#### Exercise
Add 91 to each coordinate in the rows from the line containing "put a marker on the pupil" through the end of the rows, inclusive. Copy every line in that span, changing only those coordinate values.

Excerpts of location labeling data
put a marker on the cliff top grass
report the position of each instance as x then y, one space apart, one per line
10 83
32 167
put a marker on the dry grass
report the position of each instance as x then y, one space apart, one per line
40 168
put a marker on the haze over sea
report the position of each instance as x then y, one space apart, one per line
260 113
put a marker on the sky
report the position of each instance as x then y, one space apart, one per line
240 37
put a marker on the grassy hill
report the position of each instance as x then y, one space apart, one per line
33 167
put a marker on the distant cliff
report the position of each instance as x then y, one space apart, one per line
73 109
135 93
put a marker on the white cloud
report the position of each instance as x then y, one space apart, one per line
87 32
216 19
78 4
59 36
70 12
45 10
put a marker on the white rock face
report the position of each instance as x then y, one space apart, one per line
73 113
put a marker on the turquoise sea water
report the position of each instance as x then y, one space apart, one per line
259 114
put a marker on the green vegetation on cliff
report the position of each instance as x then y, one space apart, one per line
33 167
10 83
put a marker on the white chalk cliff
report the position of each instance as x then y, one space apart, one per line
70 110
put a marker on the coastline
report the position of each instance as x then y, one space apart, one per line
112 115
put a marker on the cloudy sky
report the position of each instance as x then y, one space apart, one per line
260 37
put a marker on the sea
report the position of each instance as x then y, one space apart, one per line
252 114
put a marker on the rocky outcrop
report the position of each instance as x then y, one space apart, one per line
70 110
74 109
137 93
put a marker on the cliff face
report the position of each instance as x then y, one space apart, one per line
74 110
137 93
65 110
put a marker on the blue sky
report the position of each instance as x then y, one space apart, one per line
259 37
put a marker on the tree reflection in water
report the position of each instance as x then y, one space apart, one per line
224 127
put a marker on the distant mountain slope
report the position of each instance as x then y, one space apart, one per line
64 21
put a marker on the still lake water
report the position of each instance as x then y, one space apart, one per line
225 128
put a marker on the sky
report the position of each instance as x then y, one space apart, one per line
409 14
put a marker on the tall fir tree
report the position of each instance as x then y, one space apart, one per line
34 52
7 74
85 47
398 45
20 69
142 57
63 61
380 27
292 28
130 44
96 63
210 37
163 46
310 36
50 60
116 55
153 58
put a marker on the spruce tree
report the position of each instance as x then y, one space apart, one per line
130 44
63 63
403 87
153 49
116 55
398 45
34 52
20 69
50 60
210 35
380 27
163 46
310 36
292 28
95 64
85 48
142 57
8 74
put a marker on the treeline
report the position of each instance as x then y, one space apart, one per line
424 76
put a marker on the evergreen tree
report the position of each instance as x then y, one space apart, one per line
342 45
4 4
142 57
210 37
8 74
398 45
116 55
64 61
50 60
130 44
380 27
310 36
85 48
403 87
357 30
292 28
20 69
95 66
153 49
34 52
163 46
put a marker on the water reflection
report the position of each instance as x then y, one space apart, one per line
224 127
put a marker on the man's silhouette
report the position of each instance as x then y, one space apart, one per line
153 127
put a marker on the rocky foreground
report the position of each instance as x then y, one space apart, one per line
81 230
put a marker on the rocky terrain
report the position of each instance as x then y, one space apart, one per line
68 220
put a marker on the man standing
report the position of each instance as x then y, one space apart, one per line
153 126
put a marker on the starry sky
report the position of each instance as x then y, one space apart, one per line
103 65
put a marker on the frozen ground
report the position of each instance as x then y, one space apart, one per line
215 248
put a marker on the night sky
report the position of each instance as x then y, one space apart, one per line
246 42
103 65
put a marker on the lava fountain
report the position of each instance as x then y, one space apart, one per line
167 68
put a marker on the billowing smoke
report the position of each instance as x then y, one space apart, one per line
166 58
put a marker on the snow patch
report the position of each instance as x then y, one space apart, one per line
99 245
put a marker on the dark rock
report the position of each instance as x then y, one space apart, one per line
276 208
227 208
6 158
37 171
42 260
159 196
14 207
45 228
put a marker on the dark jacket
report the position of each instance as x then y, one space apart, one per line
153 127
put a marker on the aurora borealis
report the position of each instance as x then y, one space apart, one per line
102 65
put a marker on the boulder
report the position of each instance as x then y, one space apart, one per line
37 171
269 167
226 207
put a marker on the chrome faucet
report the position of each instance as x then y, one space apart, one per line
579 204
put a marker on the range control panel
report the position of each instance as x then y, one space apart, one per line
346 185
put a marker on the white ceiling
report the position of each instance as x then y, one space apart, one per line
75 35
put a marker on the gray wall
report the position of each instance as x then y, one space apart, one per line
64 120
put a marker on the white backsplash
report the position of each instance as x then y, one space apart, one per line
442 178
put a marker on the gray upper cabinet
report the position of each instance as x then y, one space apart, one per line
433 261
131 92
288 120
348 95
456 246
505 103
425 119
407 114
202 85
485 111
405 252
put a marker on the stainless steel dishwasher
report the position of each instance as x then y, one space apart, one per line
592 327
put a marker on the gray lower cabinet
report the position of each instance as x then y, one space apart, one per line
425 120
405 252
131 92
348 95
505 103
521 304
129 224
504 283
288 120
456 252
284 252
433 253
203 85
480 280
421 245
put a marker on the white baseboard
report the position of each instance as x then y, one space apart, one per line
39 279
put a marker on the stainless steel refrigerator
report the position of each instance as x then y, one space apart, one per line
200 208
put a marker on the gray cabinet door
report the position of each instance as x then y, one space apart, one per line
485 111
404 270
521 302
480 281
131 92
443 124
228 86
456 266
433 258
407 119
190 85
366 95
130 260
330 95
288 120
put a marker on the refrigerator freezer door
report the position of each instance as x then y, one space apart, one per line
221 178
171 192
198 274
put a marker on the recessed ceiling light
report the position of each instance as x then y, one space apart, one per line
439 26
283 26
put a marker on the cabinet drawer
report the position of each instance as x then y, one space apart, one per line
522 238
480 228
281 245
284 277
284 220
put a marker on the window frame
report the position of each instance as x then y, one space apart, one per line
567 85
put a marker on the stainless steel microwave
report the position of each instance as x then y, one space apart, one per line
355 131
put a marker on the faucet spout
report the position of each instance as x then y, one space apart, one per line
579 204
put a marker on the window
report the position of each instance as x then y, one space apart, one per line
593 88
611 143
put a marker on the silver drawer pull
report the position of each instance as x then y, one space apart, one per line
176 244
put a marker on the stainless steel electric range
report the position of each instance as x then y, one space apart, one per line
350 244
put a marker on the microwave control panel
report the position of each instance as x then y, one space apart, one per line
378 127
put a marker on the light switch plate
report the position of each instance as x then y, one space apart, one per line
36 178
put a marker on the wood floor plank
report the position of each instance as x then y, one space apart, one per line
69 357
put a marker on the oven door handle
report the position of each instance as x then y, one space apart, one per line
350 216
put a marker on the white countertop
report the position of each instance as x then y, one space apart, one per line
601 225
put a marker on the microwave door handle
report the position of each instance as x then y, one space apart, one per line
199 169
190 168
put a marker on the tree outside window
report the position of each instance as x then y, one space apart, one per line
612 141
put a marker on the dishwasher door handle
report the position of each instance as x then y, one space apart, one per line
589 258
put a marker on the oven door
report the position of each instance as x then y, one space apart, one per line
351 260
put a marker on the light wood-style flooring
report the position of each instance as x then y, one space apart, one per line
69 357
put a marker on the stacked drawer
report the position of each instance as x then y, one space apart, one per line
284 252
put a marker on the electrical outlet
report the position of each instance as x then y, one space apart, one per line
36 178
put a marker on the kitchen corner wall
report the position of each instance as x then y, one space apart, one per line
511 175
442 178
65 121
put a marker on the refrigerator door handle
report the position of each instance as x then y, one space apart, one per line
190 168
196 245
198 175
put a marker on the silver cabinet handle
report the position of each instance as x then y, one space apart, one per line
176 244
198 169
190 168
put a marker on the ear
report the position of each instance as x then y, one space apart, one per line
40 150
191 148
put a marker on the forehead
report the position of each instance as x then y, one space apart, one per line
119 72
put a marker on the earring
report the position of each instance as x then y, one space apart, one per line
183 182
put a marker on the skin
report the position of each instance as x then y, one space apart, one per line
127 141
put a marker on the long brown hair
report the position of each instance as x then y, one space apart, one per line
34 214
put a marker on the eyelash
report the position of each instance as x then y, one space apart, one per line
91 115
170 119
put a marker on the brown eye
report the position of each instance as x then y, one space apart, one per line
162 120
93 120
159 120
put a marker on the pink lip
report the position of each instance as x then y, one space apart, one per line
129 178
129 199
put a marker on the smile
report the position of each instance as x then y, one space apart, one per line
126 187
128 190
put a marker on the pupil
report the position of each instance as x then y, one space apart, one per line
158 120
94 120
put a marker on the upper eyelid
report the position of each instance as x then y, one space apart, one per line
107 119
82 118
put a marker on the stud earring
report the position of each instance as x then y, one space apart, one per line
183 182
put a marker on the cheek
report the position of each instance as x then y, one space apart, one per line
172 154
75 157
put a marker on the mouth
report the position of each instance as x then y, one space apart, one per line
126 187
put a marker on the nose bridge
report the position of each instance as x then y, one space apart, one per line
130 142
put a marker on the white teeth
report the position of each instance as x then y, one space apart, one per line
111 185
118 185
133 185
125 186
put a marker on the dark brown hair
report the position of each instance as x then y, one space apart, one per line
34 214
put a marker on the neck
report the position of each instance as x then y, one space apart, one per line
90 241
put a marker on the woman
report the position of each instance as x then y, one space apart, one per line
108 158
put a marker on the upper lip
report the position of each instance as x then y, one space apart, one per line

#### Solution to this problem
put a marker on the pupil
report the position of each instance as x then y, one space apart, one per line
249 211
185 211
put a marker on the upper eyelid
report the position of each instance as x then y, one space apart, one per line
198 210
173 209
put a marker on the stud earring
report the position of each instance as x then y, one space apart, one per line
274 273
put a marker on the cheek
report the position of each instance as x then y, one space apart, one per line
263 245
166 248
put a marker on the mouth
report the position of each instance as x then y, one space apart, one per line
217 278
put a marker on the nose bridge
report the position of each instance as x then y, one space apart, one per line
221 233
put a marker on the white teeth
report the position of each instance as x then y, one space apart, one per line
202 276
209 276
224 276
216 277
put a marker on the dark brown hair
report the position of each instance as x then y, one space apart, one per line
125 305
put a marker on the neck
report the position of each instance as x then y, one space apart, one per line
181 332
put a marker on the woman
report the position of each instance as x then y, one space apart, one per line
199 249
put a marker on the upper lip
report the position of each instance as x then y, one space apart, one per line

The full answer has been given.